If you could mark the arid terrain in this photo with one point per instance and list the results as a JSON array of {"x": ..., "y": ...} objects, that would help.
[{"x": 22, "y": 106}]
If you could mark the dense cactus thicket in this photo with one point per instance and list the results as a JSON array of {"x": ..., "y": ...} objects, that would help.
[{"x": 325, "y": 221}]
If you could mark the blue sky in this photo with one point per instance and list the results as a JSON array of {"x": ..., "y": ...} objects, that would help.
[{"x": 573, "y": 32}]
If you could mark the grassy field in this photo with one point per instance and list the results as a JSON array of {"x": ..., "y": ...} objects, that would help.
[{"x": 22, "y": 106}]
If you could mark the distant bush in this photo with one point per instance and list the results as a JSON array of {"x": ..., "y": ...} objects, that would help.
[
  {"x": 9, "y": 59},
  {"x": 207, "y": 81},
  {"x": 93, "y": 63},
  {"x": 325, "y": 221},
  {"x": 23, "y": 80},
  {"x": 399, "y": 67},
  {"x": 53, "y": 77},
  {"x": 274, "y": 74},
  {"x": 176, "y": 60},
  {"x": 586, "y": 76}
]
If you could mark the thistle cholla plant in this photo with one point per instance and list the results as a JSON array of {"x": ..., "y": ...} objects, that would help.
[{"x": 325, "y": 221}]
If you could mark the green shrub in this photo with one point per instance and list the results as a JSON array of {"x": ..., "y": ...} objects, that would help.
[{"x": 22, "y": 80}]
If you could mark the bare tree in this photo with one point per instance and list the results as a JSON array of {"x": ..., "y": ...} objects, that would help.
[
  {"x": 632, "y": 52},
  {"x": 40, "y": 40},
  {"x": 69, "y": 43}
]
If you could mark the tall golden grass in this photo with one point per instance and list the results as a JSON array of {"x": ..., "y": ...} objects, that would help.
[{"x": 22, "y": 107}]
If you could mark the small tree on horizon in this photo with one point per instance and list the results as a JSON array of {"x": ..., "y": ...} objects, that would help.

========

> ASSIGNMENT
All lines from the one containing "If you could mark the tall" to the end of the records, both ends included, should be printed exactly and on their own.

> REPLY
If you could mark the tall golden grass in this photo with one point per instance and list the results as a JSON array of {"x": ..., "y": ...} objects, that would help.
[{"x": 22, "y": 107}]
If you could mark the small tree on horizon in this photo with one point per instance and list the results as a JSON array of {"x": ..., "y": ...} objects, that would help.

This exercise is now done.